(Bounding-box records)
'''

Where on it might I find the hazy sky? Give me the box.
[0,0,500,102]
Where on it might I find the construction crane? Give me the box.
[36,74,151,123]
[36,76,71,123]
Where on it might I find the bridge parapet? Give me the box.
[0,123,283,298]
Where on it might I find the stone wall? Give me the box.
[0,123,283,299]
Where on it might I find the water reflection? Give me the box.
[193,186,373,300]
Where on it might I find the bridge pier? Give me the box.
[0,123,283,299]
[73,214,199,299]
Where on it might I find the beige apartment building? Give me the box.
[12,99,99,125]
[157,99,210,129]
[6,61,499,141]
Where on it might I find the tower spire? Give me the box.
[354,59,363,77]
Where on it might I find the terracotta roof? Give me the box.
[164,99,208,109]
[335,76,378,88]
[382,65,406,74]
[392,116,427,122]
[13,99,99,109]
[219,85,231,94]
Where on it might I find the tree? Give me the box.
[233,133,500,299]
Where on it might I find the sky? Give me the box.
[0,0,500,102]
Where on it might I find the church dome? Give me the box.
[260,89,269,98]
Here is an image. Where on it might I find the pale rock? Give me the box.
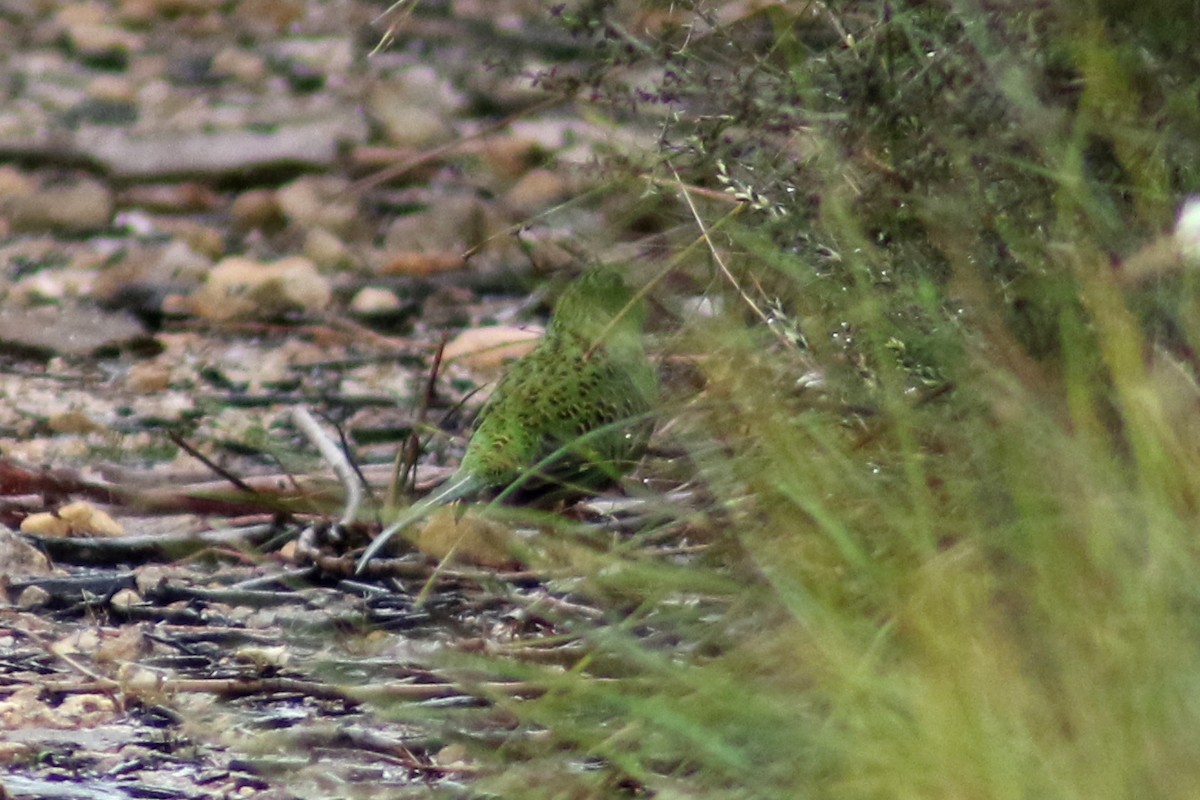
[192,255,332,320]
[0,179,115,233]
[350,287,401,314]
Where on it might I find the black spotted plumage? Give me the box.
[359,267,659,570]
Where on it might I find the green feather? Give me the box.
[358,267,659,571]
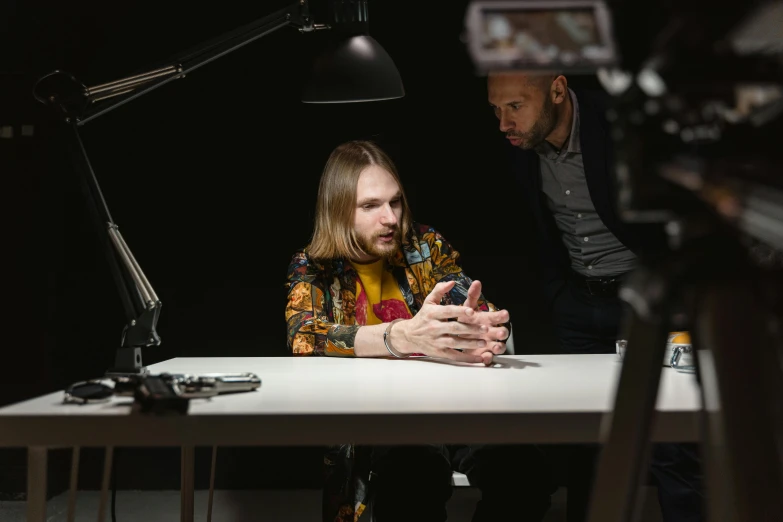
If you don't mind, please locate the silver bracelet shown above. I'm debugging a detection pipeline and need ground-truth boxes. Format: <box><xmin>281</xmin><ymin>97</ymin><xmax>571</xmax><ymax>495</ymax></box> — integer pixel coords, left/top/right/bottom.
<box><xmin>383</xmin><ymin>319</ymin><xmax>410</xmax><ymax>359</ymax></box>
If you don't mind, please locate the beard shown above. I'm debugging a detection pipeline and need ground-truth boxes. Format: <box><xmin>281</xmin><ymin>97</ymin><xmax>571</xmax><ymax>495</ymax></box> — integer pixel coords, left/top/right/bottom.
<box><xmin>506</xmin><ymin>96</ymin><xmax>557</xmax><ymax>150</ymax></box>
<box><xmin>359</xmin><ymin>228</ymin><xmax>402</xmax><ymax>259</ymax></box>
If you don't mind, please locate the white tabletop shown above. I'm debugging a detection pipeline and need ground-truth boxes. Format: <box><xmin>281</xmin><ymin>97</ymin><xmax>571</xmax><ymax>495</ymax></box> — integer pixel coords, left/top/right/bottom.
<box><xmin>0</xmin><ymin>355</ymin><xmax>700</xmax><ymax>447</ymax></box>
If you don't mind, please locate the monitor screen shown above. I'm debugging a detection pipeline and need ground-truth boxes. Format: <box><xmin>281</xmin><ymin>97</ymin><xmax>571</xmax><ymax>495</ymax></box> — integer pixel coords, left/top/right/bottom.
<box><xmin>466</xmin><ymin>1</ymin><xmax>616</xmax><ymax>72</ymax></box>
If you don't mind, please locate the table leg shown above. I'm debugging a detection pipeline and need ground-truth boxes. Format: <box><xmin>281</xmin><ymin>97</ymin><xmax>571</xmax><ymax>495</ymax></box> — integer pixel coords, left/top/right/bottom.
<box><xmin>207</xmin><ymin>446</ymin><xmax>217</xmax><ymax>522</ymax></box>
<box><xmin>68</xmin><ymin>446</ymin><xmax>81</xmax><ymax>522</ymax></box>
<box><xmin>180</xmin><ymin>446</ymin><xmax>196</xmax><ymax>522</ymax></box>
<box><xmin>27</xmin><ymin>446</ymin><xmax>49</xmax><ymax>522</ymax></box>
<box><xmin>98</xmin><ymin>446</ymin><xmax>114</xmax><ymax>522</ymax></box>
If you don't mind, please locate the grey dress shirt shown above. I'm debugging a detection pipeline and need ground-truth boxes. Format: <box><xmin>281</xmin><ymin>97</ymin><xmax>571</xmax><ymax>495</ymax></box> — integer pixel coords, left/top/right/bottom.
<box><xmin>536</xmin><ymin>89</ymin><xmax>637</xmax><ymax>277</ymax></box>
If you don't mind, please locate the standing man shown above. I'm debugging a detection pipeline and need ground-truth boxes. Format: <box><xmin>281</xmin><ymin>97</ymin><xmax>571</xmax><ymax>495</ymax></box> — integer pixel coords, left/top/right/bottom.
<box><xmin>487</xmin><ymin>71</ymin><xmax>703</xmax><ymax>522</ymax></box>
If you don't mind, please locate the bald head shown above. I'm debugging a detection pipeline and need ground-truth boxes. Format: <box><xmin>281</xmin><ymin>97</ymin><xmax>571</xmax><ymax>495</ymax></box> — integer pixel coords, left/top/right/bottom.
<box><xmin>487</xmin><ymin>71</ymin><xmax>568</xmax><ymax>149</ymax></box>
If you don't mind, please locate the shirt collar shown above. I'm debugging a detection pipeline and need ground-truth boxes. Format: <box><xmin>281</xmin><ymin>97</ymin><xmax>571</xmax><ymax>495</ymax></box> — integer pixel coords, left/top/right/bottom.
<box><xmin>565</xmin><ymin>88</ymin><xmax>582</xmax><ymax>154</ymax></box>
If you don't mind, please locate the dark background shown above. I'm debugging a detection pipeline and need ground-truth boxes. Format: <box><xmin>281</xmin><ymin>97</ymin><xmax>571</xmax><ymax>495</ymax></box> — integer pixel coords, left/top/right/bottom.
<box><xmin>0</xmin><ymin>0</ymin><xmax>578</xmax><ymax>495</ymax></box>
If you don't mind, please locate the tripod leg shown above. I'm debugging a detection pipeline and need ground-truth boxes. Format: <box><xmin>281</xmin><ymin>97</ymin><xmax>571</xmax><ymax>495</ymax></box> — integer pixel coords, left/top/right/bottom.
<box><xmin>588</xmin><ymin>288</ymin><xmax>668</xmax><ymax>522</ymax></box>
<box><xmin>694</xmin><ymin>271</ymin><xmax>783</xmax><ymax>522</ymax></box>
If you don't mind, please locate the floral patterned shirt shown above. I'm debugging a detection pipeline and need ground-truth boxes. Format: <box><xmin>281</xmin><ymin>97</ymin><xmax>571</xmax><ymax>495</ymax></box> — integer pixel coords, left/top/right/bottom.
<box><xmin>285</xmin><ymin>223</ymin><xmax>497</xmax><ymax>522</ymax></box>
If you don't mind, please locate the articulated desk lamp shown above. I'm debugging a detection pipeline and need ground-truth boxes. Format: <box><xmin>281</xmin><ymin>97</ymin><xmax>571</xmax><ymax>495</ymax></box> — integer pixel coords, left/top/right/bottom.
<box><xmin>34</xmin><ymin>0</ymin><xmax>405</xmax><ymax>376</ymax></box>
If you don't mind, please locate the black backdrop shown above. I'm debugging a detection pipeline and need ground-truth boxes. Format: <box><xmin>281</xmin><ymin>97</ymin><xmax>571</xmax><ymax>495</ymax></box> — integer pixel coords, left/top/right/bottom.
<box><xmin>0</xmin><ymin>0</ymin><xmax>564</xmax><ymax>491</ymax></box>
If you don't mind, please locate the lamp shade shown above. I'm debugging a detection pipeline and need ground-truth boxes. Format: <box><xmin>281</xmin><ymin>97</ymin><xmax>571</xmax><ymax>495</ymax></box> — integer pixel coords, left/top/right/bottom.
<box><xmin>302</xmin><ymin>34</ymin><xmax>405</xmax><ymax>103</ymax></box>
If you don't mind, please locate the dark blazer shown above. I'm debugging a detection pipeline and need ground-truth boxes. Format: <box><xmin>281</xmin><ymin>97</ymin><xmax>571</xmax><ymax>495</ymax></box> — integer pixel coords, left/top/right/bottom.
<box><xmin>511</xmin><ymin>89</ymin><xmax>665</xmax><ymax>306</ymax></box>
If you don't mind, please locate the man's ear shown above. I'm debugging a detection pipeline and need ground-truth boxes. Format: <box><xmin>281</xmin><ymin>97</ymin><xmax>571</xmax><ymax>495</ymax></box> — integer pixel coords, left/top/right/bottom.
<box><xmin>551</xmin><ymin>74</ymin><xmax>568</xmax><ymax>103</ymax></box>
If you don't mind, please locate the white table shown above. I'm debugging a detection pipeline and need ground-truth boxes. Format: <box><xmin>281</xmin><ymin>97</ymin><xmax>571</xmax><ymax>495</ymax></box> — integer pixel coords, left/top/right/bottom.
<box><xmin>0</xmin><ymin>355</ymin><xmax>701</xmax><ymax>513</ymax></box>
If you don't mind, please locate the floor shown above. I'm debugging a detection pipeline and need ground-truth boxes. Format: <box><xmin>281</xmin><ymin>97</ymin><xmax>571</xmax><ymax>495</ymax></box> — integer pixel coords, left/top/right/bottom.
<box><xmin>0</xmin><ymin>488</ymin><xmax>661</xmax><ymax>522</ymax></box>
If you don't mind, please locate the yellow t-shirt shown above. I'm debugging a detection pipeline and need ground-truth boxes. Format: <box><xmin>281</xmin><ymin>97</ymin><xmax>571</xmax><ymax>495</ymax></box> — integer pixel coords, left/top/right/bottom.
<box><xmin>351</xmin><ymin>259</ymin><xmax>413</xmax><ymax>325</ymax></box>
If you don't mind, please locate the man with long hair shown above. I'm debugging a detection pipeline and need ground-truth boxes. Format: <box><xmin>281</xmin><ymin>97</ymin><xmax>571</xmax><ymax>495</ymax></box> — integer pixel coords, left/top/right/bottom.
<box><xmin>286</xmin><ymin>141</ymin><xmax>555</xmax><ymax>522</ymax></box>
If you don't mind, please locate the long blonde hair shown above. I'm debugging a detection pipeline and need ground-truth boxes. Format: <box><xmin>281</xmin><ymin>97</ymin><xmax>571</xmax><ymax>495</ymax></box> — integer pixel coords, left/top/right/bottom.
<box><xmin>307</xmin><ymin>140</ymin><xmax>413</xmax><ymax>261</ymax></box>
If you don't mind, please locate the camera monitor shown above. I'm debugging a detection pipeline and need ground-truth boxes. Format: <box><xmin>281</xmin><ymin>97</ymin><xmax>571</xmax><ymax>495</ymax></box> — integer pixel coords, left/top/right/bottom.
<box><xmin>465</xmin><ymin>0</ymin><xmax>618</xmax><ymax>73</ymax></box>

'''

→ **TO DO**
Pull out each row above that contains the word "black".

→ **ANSWER FOR THIS EXERCISE**
Where on it might I find the black spotted plumage? Give me the box.
If you don't mind, please locate the black backdrop shown above. I'm debugging a detection pipeline and need ground-truth boxes. Format: <box><xmin>281</xmin><ymin>97</ymin><xmax>571</xmax><ymax>495</ymax></box> — integer pixel coords, left/top/right/bottom.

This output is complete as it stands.